>>

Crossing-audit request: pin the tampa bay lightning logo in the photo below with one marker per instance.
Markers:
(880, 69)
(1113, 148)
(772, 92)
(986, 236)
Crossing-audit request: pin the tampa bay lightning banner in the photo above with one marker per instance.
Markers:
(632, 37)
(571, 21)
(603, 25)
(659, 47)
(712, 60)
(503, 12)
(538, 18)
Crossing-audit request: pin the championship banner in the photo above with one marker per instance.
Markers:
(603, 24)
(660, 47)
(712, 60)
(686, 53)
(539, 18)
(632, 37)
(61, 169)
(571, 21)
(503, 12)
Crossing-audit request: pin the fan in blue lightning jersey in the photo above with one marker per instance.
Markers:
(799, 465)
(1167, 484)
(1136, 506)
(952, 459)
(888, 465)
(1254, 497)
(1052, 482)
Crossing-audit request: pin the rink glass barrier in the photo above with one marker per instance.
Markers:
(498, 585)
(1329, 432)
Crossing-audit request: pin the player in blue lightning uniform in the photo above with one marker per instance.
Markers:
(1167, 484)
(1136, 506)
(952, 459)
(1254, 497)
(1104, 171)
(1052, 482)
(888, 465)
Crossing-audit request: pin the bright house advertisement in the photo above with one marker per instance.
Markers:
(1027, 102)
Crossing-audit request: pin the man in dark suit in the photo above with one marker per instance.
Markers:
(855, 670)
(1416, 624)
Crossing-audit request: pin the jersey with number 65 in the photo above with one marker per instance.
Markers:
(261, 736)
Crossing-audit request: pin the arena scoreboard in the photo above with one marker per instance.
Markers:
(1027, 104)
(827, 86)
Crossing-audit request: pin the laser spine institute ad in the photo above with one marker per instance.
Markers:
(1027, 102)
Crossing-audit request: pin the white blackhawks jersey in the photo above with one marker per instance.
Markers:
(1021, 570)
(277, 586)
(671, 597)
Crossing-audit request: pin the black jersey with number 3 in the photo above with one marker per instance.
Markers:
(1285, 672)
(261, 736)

<<

Your goal
Copy the records verbatim, starting at the line that contains "Crossing-audit request: pin the white" and continuing through the last line of the records, with both ends included.

Solution to the problem
Crossing-audit request: pin the white blackhawks jersey in the photo above with one marker per instance.
Markers:
(1021, 570)
(277, 586)
(671, 597)
Crossing-audit request: pin the black jersey with number 3 in the photo above with one marker per instance.
Markers:
(1285, 672)
(261, 736)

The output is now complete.